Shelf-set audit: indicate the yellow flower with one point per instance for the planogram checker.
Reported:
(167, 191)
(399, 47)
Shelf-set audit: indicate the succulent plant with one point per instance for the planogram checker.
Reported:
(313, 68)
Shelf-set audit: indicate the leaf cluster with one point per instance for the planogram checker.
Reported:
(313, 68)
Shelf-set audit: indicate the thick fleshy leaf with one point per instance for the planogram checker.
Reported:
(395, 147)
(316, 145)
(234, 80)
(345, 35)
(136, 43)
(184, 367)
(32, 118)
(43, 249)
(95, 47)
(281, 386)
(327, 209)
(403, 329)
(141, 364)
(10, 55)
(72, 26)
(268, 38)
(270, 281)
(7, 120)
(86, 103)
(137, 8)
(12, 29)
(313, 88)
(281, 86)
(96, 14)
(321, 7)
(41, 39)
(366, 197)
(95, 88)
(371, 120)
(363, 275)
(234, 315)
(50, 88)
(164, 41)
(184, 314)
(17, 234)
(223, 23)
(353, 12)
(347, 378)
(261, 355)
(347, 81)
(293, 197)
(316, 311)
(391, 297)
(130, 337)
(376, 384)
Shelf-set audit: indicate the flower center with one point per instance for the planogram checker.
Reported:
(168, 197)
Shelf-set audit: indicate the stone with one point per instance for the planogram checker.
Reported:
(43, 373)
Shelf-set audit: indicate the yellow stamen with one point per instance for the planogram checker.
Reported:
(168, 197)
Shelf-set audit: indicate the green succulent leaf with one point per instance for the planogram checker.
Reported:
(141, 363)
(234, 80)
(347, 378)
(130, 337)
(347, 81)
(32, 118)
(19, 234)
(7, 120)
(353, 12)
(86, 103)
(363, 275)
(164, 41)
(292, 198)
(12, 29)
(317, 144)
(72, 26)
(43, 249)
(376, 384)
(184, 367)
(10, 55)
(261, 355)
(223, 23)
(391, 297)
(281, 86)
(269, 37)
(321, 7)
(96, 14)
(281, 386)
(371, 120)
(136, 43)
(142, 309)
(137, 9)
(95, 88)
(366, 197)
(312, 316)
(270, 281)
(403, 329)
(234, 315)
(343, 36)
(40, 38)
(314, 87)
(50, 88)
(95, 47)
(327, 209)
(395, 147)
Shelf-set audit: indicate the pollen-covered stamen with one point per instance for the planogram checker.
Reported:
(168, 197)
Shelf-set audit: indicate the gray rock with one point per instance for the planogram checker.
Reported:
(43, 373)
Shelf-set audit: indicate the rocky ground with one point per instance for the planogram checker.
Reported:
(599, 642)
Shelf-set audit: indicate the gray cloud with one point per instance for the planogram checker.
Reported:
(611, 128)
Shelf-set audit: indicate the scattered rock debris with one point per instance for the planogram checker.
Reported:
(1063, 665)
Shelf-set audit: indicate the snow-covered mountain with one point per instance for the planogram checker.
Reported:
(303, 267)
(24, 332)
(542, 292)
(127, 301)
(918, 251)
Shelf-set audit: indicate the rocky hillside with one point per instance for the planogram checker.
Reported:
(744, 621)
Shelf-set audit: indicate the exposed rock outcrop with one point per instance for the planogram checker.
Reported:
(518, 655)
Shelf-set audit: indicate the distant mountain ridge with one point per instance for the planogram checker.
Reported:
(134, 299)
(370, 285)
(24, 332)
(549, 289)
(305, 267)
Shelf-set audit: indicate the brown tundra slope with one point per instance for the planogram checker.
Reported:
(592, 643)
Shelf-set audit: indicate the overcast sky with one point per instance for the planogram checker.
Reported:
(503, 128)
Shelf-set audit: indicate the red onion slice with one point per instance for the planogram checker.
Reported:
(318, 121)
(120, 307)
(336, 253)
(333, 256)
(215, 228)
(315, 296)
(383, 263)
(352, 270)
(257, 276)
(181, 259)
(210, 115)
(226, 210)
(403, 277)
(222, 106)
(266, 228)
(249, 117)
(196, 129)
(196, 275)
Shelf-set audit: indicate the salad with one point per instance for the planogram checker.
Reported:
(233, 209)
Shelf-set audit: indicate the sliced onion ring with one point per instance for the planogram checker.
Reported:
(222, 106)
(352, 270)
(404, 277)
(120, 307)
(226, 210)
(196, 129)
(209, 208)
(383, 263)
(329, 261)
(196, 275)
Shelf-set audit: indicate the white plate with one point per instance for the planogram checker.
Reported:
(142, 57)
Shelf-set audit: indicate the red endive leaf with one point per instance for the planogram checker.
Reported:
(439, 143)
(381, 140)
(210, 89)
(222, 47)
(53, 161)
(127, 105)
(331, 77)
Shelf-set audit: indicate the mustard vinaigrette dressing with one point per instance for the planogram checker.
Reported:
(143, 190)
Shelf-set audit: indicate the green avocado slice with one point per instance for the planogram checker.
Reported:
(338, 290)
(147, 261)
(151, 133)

What you will do: Scan the material above for lines holding "mountain" and copy each of them.

Answer space:
Shelf-set audit: indicate the snow-covered mountain with one point per instance for the planogram checker.
Shelf-set audit: indicate the distant mountain ridge with one point per instance for the planogram checker.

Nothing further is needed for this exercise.